# EXERCISE PROMPT
In this exercise, reproduce all the entries that follow exactly.

───── SUPPLIED MATERIAL

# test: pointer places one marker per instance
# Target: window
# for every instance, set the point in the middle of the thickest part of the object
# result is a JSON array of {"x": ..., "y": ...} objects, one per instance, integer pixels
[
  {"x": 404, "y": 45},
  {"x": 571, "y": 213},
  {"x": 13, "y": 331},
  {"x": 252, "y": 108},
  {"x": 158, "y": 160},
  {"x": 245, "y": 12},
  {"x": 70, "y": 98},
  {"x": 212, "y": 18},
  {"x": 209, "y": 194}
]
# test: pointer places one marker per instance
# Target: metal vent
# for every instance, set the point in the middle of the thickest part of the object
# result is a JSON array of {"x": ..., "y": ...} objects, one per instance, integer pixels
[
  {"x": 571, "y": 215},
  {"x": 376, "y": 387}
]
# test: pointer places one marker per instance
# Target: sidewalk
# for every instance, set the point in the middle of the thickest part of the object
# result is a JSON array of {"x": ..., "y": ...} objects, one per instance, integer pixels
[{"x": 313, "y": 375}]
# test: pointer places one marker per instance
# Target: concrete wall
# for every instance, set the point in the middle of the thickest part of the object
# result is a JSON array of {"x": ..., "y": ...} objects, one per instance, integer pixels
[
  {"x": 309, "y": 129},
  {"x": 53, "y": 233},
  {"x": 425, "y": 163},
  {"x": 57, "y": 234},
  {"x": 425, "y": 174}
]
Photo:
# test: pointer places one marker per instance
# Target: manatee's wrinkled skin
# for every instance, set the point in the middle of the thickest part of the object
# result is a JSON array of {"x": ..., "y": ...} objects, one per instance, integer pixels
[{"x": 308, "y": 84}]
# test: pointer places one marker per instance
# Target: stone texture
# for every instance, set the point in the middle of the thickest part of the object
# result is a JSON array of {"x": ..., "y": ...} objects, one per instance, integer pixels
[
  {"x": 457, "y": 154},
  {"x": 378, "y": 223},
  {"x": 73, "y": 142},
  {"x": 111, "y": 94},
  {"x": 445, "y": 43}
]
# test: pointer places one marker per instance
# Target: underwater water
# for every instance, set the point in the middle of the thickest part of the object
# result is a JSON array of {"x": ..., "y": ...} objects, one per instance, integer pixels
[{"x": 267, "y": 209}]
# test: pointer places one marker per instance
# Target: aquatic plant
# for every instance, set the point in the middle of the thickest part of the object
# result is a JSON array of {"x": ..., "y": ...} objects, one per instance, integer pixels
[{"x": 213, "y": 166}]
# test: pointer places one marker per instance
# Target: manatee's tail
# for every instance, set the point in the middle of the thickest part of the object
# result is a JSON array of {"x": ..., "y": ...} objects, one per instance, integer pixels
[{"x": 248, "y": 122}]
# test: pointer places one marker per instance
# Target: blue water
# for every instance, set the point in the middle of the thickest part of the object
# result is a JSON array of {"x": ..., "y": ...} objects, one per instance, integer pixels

──────────

# FINAL ANSWER
# test: pointer places one marker per instance
# Target: window
# for every instance, set the point in the middle of the thickest part of the object
# result is a JSON array of {"x": ..., "y": ...} objects, one per instance, integer pixels
[
  {"x": 404, "y": 45},
  {"x": 571, "y": 213},
  {"x": 13, "y": 331},
  {"x": 252, "y": 108},
  {"x": 158, "y": 160},
  {"x": 245, "y": 12},
  {"x": 70, "y": 98},
  {"x": 212, "y": 18},
  {"x": 209, "y": 194}
]
# test: pointer places one marker per instance
# Target: metal vent
# for every instance, set the point in the middle of the thickest part of the object
# result is a JSON array of {"x": ..., "y": ...} objects, one per instance, integer pixels
[
  {"x": 571, "y": 215},
  {"x": 376, "y": 387}
]
# test: pointer places one marker per instance
# Target: sidewalk
# for every instance, set the point in the middle of the thickest part of the object
# result is a JSON array of {"x": ..., "y": ...} objects, one per instance, integer pixels
[{"x": 313, "y": 375}]
# test: pointer places one marker per instance
# Target: concrete wall
# for every instance, set the point in the middle of the thickest part of the object
# result is a JSON array of {"x": ..., "y": ...} objects, one per instance, integer pixels
[
  {"x": 309, "y": 129},
  {"x": 53, "y": 233},
  {"x": 425, "y": 163},
  {"x": 57, "y": 234},
  {"x": 425, "y": 174}
]
Photo:
# test: pointer places one marker per instance
# Target: manatee's wrinkled skin
# for every instance, set the point in the middle of the thickest part of the object
# result is a JSON array of {"x": ..., "y": ...} objects, one per instance, integer pixels
[{"x": 308, "y": 84}]
# test: pointer places one marker per instance
# Target: stone texture
# for every instance, set the point in the middle of the thickest part of the object
# result is a JSON array of {"x": ..., "y": ...} objects, one per instance, integer pixels
[
  {"x": 457, "y": 154},
  {"x": 378, "y": 223},
  {"x": 73, "y": 142},
  {"x": 111, "y": 94},
  {"x": 445, "y": 43}
]
# test: pointer places one marker per instance
# Target: underwater water
# for every instance, set the point in the middle of the thickest part of the object
# result is a JSON array of {"x": ..., "y": ...} objects, one per instance, integer pixels
[{"x": 267, "y": 209}]
# test: pointer places one marker per instance
# Target: aquatic plant
# for every instance, set the point in the middle of the thickest part of the object
# result is a JSON array of {"x": ..., "y": ...} objects, one per instance, integer pixels
[{"x": 213, "y": 166}]
# test: pointer places one marker per instance
# Target: manatee's tail
# for every instance, set the point in the middle of the thickest part of the object
# result is a JSON array of {"x": ..., "y": ...} objects, one per instance, integer pixels
[{"x": 248, "y": 122}]
# test: pointer places one marker per instance
# Target: blue water
# for every instance, set the point in the middle of the thickest part of the object
# result is a JSON array of {"x": ..., "y": ...} objects, one per instance, integer pixels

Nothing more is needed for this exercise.